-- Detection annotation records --
■ ■ ■ ■

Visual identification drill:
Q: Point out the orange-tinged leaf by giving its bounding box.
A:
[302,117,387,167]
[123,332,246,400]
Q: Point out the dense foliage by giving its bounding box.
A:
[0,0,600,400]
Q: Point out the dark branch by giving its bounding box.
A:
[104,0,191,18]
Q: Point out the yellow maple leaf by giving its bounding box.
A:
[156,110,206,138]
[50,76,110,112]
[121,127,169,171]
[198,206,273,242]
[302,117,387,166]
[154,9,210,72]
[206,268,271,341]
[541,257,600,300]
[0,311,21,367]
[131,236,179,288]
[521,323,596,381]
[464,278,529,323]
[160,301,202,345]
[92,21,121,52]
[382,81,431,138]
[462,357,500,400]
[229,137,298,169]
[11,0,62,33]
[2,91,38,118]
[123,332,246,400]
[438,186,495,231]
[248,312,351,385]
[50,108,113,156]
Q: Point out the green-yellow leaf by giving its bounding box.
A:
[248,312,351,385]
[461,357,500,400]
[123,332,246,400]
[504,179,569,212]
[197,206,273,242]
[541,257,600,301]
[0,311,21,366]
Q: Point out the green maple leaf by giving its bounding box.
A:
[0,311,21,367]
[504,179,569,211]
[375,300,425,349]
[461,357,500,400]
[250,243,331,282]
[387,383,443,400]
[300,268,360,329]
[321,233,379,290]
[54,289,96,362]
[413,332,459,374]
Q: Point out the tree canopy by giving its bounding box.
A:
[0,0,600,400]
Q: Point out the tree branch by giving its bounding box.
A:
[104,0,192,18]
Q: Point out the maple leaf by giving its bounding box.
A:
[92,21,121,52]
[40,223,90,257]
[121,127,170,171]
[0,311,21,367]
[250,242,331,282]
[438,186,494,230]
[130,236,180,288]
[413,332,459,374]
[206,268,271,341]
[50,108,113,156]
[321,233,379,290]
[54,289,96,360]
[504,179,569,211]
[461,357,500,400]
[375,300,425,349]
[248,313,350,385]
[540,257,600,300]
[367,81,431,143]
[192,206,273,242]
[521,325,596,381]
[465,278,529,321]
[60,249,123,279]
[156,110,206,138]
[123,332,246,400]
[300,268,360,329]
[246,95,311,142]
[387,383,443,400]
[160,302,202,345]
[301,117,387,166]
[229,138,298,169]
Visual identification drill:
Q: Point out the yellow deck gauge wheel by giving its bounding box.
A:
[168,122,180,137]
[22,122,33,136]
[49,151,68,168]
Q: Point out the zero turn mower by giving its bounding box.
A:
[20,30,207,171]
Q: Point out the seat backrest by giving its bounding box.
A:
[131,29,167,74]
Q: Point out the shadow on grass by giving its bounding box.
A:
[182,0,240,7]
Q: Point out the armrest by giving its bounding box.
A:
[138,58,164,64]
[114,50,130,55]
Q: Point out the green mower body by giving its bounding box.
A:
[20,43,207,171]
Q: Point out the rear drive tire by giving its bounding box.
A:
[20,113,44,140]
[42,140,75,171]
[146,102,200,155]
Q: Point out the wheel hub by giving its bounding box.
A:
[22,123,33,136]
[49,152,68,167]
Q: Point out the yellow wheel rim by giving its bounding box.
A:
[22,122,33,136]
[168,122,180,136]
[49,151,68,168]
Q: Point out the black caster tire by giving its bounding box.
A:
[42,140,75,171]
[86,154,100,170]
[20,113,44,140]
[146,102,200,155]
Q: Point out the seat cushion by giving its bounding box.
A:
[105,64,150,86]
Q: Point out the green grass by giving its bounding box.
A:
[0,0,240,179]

■ ■ ■ ■

-- Exercise requirements --
Return every line of the material above unchanged, from start to finish.

-- Exercise solution --
Visual identification drill:
Q: Point out the orange-tinged leaf by giving its bounding box.
A:
[302,117,387,167]
[123,332,246,400]
Q: Point out the dense foliage by giving its bounding box.
A:
[0,0,600,400]
Q: Point out the dark branch by giving its bounding box.
A:
[104,0,191,18]
Q: Point out the yellow maple leaf by giving its bounding box.
A:
[156,110,206,138]
[50,76,110,112]
[121,127,169,171]
[198,206,273,242]
[302,117,387,166]
[154,9,210,72]
[206,268,271,341]
[541,257,600,300]
[0,311,21,367]
[131,236,179,288]
[521,323,596,381]
[464,278,529,323]
[160,301,202,345]
[92,21,121,52]
[382,81,431,138]
[462,357,500,400]
[229,137,298,169]
[11,0,62,33]
[2,91,38,118]
[123,332,246,400]
[438,186,495,231]
[248,312,351,385]
[50,108,113,156]
Q: Point out the green-yellow leaf by giving its bounding box.
A:
[248,312,351,385]
[461,357,500,400]
[123,332,246,400]
[504,179,569,212]
[197,206,273,242]
[541,257,600,301]
[0,311,21,366]
Q: Point out the green maple leaf by giving its bounding box.
A:
[0,311,21,367]
[504,179,569,211]
[375,300,425,349]
[461,357,500,400]
[250,243,331,282]
[387,383,443,400]
[300,268,360,329]
[321,233,379,290]
[54,289,96,362]
[413,332,459,374]
Q: Point out the tree canopy by giving its bounding box.
A:
[0,0,600,400]
Q: Point out the tree branch by giving its bounding box.
A:
[104,0,192,18]
Q: Point out the maple leaf by giving its bounding box.
A:
[92,21,121,52]
[40,223,90,257]
[121,127,170,171]
[0,311,21,367]
[250,242,331,282]
[438,186,494,230]
[130,236,180,288]
[413,332,459,374]
[206,268,271,341]
[50,108,113,156]
[321,233,379,290]
[54,289,96,360]
[504,179,569,211]
[461,357,500,400]
[375,300,425,349]
[248,313,350,385]
[540,257,600,300]
[367,81,431,143]
[192,206,273,242]
[521,325,596,381]
[465,278,529,321]
[60,249,123,279]
[156,110,206,138]
[123,332,246,400]
[300,268,360,329]
[246,95,311,142]
[387,383,443,400]
[160,302,202,345]
[301,117,387,166]
[229,138,298,169]
Visual identification drill:
Q: Point out the yellow deck gauge wheel by giving its bounding box.
A:
[168,122,180,137]
[22,122,33,136]
[49,151,68,168]
Q: Point out the zero turn mower by giving its bounding box.
A:
[20,30,207,171]
Q: Point out the seat backrest by giving its bounding box.
A:
[131,29,167,74]
Q: Point out the shadow on grass by giving its bounding box.
A:
[182,0,240,7]
Q: Point out the armrest by giving its bounding box.
A:
[138,58,164,64]
[114,50,130,55]
Q: Point out the green mower body by giving its bounding box.
A:
[20,43,207,171]
Q: Point out the rear drive tire by giving its bounding box.
A:
[20,113,44,140]
[42,140,75,171]
[146,102,200,155]
Q: Point out the wheel hub by giving its bounding box.
A:
[22,123,33,136]
[49,152,68,167]
Q: Point out the yellow wheel rim by giving its bounding box.
A:
[22,122,33,136]
[168,122,180,136]
[49,151,68,168]
Q: Point out the black caster tire by giving its bounding box.
A:
[42,140,75,171]
[86,154,100,170]
[20,113,44,140]
[146,102,200,155]
Q: Point out the seat cushion by giving its bounding box.
A:
[105,64,150,86]
Q: Point out the green grass by giving its bounding box.
A:
[0,0,240,179]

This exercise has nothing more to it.